__Data records__.
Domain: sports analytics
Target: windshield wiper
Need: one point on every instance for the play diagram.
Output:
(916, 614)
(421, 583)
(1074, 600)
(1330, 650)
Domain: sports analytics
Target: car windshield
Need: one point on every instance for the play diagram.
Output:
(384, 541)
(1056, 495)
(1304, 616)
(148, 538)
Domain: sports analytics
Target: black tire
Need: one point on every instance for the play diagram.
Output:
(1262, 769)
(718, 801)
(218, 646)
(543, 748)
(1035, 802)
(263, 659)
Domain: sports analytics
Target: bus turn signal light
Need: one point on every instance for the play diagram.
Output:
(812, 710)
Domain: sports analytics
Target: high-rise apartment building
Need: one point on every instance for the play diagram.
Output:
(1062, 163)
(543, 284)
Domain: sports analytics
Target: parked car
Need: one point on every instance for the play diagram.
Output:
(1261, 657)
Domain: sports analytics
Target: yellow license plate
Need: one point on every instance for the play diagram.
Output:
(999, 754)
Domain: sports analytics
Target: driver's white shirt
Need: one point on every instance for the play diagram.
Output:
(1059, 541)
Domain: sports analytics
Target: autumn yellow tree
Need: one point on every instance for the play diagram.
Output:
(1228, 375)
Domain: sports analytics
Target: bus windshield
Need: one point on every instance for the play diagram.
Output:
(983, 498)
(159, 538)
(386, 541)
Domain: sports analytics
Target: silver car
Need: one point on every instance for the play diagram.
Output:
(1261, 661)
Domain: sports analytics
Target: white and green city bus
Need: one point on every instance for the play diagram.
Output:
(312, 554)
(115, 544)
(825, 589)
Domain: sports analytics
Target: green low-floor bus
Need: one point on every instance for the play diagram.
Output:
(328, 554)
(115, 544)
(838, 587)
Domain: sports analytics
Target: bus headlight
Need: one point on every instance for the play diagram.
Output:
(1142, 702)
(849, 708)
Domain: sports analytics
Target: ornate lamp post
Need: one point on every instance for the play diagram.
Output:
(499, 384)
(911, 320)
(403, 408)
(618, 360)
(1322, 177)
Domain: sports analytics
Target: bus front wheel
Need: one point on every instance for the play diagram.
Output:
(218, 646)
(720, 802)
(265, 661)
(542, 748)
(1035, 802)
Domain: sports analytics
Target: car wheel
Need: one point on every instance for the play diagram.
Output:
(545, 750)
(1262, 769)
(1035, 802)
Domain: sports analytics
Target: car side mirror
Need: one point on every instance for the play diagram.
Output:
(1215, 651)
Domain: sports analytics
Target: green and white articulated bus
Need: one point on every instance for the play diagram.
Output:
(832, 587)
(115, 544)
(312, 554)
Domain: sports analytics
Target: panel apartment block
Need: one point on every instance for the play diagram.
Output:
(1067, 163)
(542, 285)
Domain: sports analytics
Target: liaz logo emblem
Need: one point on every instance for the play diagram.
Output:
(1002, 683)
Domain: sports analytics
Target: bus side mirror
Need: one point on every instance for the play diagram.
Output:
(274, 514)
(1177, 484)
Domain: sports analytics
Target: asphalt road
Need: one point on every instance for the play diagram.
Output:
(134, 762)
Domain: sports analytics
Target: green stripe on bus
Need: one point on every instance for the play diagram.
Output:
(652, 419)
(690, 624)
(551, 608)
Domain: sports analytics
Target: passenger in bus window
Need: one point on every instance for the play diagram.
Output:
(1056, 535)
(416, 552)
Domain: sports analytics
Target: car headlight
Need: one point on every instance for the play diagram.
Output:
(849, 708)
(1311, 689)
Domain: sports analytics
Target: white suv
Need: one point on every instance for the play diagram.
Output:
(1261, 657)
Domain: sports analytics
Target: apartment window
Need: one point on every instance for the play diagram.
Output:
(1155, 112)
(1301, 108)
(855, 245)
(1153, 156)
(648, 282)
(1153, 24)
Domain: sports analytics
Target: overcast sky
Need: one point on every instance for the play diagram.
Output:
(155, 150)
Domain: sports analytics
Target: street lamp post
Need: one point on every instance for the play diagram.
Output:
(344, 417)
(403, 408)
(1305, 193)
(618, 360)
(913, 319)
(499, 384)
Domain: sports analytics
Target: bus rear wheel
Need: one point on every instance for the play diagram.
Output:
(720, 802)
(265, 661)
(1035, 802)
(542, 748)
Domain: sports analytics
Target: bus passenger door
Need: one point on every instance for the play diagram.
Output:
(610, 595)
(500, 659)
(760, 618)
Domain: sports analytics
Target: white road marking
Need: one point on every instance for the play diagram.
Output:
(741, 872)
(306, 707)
...
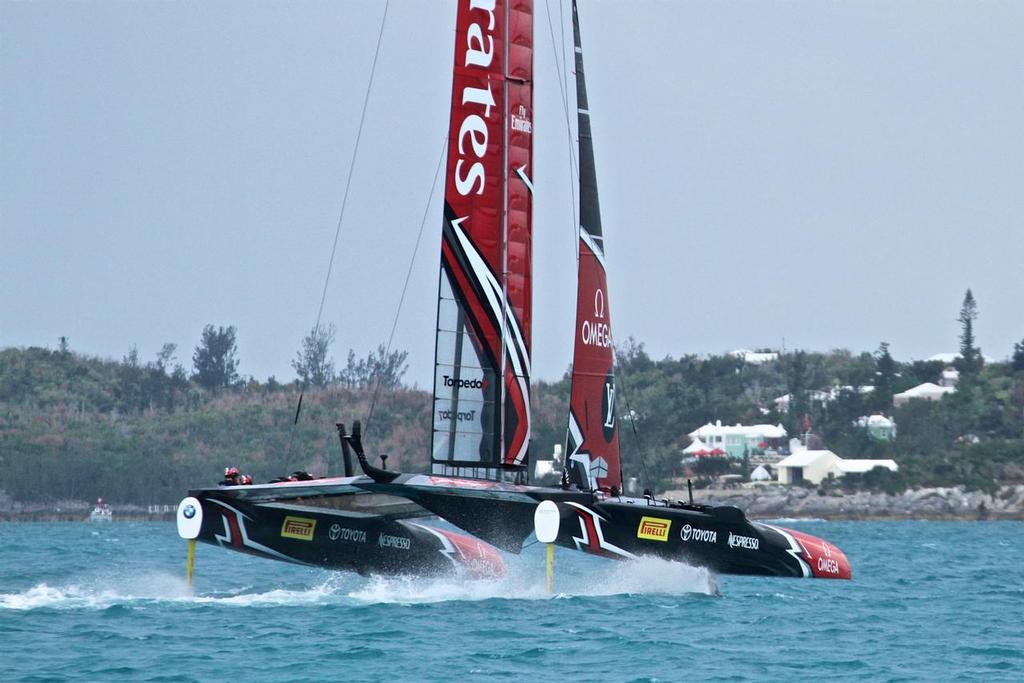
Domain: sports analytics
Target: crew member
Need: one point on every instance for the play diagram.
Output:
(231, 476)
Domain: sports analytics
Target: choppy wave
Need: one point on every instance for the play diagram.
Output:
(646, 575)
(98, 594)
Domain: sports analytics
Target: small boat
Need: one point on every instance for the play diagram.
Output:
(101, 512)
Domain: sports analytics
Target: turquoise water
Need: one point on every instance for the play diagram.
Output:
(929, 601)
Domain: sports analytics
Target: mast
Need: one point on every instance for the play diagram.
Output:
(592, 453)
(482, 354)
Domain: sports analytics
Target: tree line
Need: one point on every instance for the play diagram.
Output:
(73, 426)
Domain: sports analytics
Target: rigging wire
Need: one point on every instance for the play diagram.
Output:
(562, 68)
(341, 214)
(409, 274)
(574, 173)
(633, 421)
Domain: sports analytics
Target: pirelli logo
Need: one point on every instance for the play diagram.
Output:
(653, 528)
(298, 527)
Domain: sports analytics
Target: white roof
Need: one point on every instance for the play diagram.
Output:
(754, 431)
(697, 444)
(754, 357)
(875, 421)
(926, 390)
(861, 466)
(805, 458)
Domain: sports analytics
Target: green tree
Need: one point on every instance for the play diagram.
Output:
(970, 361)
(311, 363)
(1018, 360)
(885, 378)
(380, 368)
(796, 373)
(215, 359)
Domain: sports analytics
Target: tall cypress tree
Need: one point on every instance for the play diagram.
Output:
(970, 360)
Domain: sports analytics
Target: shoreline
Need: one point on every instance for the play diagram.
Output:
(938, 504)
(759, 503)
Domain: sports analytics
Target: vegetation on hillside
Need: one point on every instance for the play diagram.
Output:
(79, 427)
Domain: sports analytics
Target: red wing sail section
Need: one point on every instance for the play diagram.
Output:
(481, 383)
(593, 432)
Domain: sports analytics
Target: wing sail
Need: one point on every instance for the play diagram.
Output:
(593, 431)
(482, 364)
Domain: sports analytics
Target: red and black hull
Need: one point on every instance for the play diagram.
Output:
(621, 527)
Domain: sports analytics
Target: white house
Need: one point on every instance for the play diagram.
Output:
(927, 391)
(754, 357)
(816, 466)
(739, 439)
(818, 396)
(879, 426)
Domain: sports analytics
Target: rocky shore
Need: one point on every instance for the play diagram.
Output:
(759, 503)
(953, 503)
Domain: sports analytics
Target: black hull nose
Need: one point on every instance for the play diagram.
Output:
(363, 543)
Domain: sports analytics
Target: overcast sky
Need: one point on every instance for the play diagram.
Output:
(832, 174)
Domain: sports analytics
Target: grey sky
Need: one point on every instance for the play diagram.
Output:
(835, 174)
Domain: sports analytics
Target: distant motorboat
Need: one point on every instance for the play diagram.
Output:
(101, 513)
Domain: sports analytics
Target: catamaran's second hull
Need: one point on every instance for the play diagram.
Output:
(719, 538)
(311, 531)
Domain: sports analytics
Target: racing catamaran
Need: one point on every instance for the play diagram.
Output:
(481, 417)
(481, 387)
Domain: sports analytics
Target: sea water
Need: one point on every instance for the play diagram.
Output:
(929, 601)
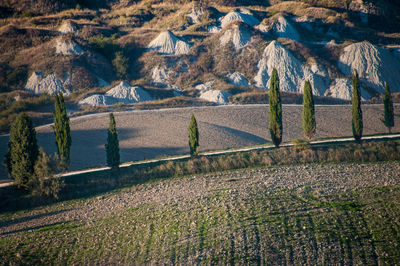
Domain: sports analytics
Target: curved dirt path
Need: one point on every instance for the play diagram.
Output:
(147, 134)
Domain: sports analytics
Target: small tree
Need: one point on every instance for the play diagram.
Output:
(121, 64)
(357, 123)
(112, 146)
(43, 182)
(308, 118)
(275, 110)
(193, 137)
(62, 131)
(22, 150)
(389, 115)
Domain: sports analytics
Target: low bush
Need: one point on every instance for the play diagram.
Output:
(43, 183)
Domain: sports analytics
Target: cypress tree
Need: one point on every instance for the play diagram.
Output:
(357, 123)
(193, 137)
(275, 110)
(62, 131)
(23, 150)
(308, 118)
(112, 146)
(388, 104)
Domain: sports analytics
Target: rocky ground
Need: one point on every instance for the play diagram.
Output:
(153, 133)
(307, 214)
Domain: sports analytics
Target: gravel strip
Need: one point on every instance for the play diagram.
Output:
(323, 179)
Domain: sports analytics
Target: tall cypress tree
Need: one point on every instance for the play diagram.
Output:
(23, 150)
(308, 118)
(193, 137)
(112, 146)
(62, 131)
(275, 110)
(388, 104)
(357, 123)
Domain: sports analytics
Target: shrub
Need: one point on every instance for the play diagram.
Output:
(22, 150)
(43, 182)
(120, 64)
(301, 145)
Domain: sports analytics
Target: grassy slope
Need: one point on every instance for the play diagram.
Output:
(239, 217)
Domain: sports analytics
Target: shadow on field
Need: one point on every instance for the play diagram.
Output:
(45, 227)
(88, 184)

__Your task__. Collect every line of the records above that contains the word "green", and list them. Case counts.

__Expected output__.
Target: white and green city bus
Target: green low-floor bus
Target: green and white articulated bus
Target: green stripe on bus
Target: green tree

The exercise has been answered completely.